Text section:
Content starts

So you suspect that your loved one might be the victim of nursing home abuse or neglect?  Here are the top five things you should look for:

  1. Has the condition of your worsened since his or her arrival at the nursing home?
    • Did your loved one enter into the nursing home without bedsores and now he or she has one or even several?  Did your loved one entry into the nursing home without any broken bones and now has one or several?  Increased injuries to a patient or the aggravation of an injury to a patient can be a signal that the nursing home is not doing its job.  In this instance, it is important to aggressively coordinate with nursing home staff to ascertain the precise cause of a new injury sustained inside a nursing home so appropriate remedial action may be taken.
  2. Is my loved one considered a fall risk?
    • The Morse Fall Scale is a method that medical providers will often use to determine the degree to which someone is at risk for falling.  Since unprotected falls account for a large share of nursing home injuries, you want to make sure that your loved one has been assessed for the risk of fall?  You also want to ask if there are any indications, whether documented in the chart or not, that your loved one has already fallen.  And, if your loved one has been determined a fall risk, what are the procedures that have been put in place to prevent my loved one from falling?  Or, does the nursing home have a fall risk management program in place?
  3. Is my loved one at risk for development of a bedsore?
    • Under Indiana law, a nursing home facility must ensure that a resident who enters a nursing home facility without a bedsore does not develop one unless that patient’s clinical condition demonstrates that it was unavoidable.  In addition, a determination that a bedsore was unavoidable may be made only if routine preventative and daily care was provided.  Therefore, you should ask what the turning and repositioning schedule is for bedridden patients and also ask how often are patients assessed for the presence of bedsores.
  4. Is my loved one receiving proper nutrition and hydration?
    • Nursing homes frequently employ trained dieticians and nutritionists to ensure that residents are receiving proper nutritional care.  Be sure to ask about your loved one’s nutritional and hydration plan, whether the resident is losing or maintaining his or her weight, and what the staffing ratio is.  Ask to see your loved one’s nutritional plan and compare it against your loved one’s chart to help confirm appropriate nutrition and hydration is being received.
  5. Is the overall “quality of care” being provided to your loved one in accordance with their comprehensive assessment and care plan?
    • Per Indiana Administrative Code (410 IAC 16.2-3.1-37), each resident must receive “the necessary care and services to attain or maintain the highest practicable physical, mental, and psychosocial well-being in accordance with the comprehensive assessment and care plan.”  Nursing home facilities are also required to assist residents in obtaining transportation to doctor visits outside of the nursing home facilities.  They are requires to have adequate nursing care performed by nurses with state-mandated training.  Finally, nursing homes in Indiana are required to have written policies and procedures that prohibit neglect.  Ask to see those procedures and compare them against your loved one’s chart to confirm the highest practicable care is being received by your loved one.

Last, the most important action item not on the list above is speaking with a qualified attorney who is more knowledgeable about the process than you. By doing that, you entrust your case to capable hands and hopefully gain some peace of mind in what is very trying time.

Content ends

Information supplied:

Content starts

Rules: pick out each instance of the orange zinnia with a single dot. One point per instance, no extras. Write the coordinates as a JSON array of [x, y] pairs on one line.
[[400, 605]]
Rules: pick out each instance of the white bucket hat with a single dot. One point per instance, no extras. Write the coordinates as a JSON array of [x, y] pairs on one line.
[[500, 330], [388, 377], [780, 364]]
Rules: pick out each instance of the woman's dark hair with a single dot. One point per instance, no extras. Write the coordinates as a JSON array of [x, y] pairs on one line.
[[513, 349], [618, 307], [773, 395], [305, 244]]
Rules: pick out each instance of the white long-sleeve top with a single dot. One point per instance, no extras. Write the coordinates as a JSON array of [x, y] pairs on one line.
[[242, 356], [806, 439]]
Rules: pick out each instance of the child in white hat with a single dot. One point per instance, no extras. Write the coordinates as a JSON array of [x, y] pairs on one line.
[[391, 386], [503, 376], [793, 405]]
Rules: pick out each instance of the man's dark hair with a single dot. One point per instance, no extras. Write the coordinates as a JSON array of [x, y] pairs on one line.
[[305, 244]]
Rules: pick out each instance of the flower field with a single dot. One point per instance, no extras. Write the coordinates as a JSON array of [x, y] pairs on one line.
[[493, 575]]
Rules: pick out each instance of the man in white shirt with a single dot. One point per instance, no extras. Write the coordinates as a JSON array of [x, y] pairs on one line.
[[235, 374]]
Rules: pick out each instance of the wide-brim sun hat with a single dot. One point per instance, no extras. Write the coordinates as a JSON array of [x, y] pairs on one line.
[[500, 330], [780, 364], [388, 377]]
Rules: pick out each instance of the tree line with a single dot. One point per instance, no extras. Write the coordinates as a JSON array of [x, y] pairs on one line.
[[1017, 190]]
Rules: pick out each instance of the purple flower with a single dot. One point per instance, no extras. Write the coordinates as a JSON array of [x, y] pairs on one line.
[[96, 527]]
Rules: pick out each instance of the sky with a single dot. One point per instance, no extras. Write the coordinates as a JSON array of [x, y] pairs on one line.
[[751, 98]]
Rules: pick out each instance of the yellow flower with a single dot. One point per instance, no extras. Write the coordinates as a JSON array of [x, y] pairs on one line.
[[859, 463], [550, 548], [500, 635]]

Content ends

Prompt: In the text on nursing home abuse and neglect, what reason is given for asking about the turning and repositioning schedule for bedridden patients? Answer in one to three sentences.

Result for this exercise: Under Indiana law, a nursing home must ensure that a resident who arrives without a bedsore does not develop one unless the resident's clinical condition shows it was unavoidable. A bedsore may be judged unavoidable only if routine preventative and daily care was provided.